◆ 指示 1 ◆
本文を「後継者育成事業三日目。」の語句がある箇所から書き写し、「時間が掛かってしまっている。」まで写したところで終えてください。
◆ 指示 2 ◆
本文で「」に入っている発言や思いをすべて挙げること。

◆ 本文 ◆
◇ ◇ ◇ ◇

2009年11月16日 08時07分28秒 | 後継者育成

後継者育成事業三日目。
前日、下染めまで全員が進んだので、ちょっと一安心?
「このペースで行けば、完璧だ!」    
と思ったのだが、世の中はそんなに甘く無い!

Cimg1014 朝から、バックの編み方に入った。「午前中に底の部分を編み終わり、午後から立ち上がって行けば、充分、余裕を持って出来るだろう?」と計算していたのだが、底編みで思わぬ時間が掛かってしまっている。

Cimg1016 通常、私たちが底編みするのは、20分~30分くらいである。立ち上げる所になると、熱を使って曲げたり、角の所の編み方が難しくなるのだが、「底編み自体は、それほど難しい事は無いだろう!」と高を括っていたのだ。

ところが、実際は午前中で終わるどころか、2時になっても3時になっても、立ち上げに掛かれない。「んー、困った!」

◇ ◇ ◇ ◇

◆ 提供情報 ◆
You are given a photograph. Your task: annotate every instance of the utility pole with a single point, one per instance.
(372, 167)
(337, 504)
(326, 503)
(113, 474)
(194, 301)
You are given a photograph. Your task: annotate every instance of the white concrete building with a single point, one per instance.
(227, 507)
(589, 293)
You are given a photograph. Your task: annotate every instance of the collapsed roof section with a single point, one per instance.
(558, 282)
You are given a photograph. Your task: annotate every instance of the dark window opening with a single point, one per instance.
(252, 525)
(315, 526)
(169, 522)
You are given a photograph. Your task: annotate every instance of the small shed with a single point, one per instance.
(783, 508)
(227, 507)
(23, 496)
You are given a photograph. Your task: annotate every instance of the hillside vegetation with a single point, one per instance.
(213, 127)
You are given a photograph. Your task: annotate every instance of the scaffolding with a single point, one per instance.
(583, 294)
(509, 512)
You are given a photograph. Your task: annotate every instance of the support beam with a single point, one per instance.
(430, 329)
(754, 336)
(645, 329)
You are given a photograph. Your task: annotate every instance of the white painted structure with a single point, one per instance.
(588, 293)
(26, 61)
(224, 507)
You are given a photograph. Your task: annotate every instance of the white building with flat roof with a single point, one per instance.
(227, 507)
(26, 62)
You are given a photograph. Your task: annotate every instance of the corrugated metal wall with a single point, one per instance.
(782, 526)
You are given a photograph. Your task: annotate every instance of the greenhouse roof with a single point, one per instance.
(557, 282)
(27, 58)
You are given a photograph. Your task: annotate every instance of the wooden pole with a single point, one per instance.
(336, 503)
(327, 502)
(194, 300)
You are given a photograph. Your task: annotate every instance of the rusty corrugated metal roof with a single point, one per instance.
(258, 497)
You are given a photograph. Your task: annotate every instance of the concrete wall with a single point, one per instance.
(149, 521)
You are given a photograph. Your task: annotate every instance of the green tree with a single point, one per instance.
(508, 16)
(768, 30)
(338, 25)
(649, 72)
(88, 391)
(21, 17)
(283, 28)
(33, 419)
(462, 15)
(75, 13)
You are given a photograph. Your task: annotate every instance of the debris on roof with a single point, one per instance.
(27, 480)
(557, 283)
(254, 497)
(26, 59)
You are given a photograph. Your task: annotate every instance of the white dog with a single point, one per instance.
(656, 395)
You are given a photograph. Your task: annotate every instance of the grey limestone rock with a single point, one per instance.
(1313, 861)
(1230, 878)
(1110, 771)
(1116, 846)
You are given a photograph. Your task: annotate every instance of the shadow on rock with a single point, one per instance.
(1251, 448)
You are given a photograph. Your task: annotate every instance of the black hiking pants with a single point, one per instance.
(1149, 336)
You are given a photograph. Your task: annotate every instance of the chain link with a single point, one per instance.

◇ ◇ ◇ ◇

◆ 解答 1 ◆
後継者育成事業三日目。
前日、下染めまで全員が進んだので、ちょっと一安心?
「このペースで行けば、完璧だ!」    
と思ったのだが、世の中はそんなに甘く無い!

Cimg1014 朝から、バックの編み方に入った。「午前中に底の部分を編み終わり、午後から立ち上がって行けば、充分、余裕を持って出来るだろう?」と計算していたのだが、底編みで思わぬ時間が掛かってしまっている。

◆ 解答 2 ◆
- 「このペースで行けば、完璧だ!」
- 「午前中に底の部分を編み終わり、午後から立ち上がって行けば、充分、余裕を持って出来るだろう?」
- 「底編み自体は、それほど難しい事は無いだろう!」
- 「んー、困った!」